■ Data section
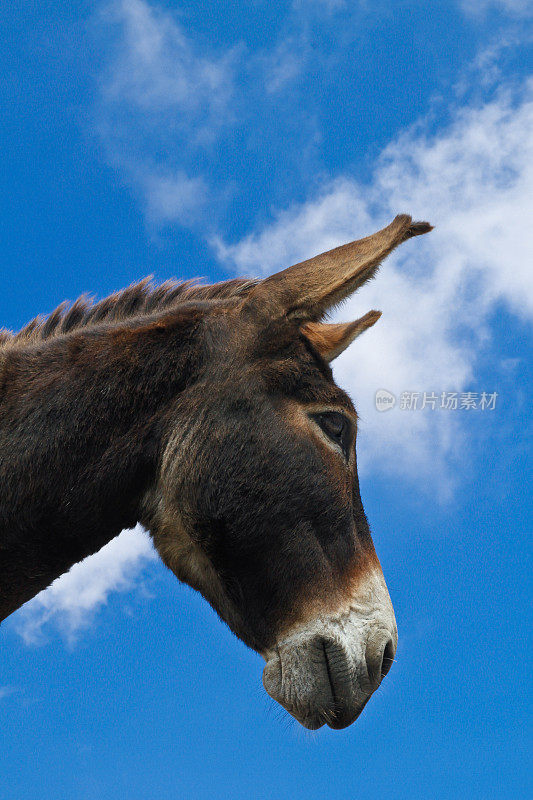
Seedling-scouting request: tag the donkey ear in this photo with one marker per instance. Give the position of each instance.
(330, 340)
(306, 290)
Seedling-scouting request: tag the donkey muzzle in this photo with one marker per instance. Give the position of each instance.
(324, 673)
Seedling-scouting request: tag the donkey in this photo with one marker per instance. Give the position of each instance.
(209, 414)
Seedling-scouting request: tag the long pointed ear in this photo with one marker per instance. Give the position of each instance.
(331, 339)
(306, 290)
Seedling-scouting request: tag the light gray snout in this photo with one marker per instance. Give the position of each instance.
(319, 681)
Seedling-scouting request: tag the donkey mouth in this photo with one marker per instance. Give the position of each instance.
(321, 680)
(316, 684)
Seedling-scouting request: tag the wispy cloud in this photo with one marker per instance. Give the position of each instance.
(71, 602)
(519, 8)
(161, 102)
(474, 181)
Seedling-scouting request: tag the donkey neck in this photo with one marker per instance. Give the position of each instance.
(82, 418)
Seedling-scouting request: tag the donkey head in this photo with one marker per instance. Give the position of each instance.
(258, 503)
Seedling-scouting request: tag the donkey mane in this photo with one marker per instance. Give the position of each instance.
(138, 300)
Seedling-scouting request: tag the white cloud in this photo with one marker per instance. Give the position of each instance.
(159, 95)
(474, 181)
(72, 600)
---
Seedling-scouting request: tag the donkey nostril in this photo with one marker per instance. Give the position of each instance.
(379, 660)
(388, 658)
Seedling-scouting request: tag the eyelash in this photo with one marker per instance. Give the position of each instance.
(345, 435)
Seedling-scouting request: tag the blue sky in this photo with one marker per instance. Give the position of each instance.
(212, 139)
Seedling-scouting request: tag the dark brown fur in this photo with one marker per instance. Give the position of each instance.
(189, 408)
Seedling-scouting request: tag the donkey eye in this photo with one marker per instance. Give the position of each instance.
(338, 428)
--
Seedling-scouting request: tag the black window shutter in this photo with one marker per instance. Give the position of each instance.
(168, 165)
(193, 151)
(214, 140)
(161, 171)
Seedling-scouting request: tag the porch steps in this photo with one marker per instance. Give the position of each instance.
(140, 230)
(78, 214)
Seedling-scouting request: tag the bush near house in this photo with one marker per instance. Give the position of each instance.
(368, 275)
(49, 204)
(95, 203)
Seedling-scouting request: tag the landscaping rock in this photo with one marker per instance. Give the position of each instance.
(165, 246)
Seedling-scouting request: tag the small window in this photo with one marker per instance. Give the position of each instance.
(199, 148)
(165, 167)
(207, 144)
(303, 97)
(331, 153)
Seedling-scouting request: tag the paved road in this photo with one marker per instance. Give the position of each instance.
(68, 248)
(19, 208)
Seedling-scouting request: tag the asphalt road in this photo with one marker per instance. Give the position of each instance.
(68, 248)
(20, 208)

■ Written instruction
Which lines of the listing contain the word "cloud"? Gather each of them in full.

■ Response to the task
Seedling-scouting request: tag the wispy cloud in this photo with one marker per instance. Give the position of each instance.
Seedling-scouting request: tag the white cloud in this photo with one marker per instance. Give the position of each instance.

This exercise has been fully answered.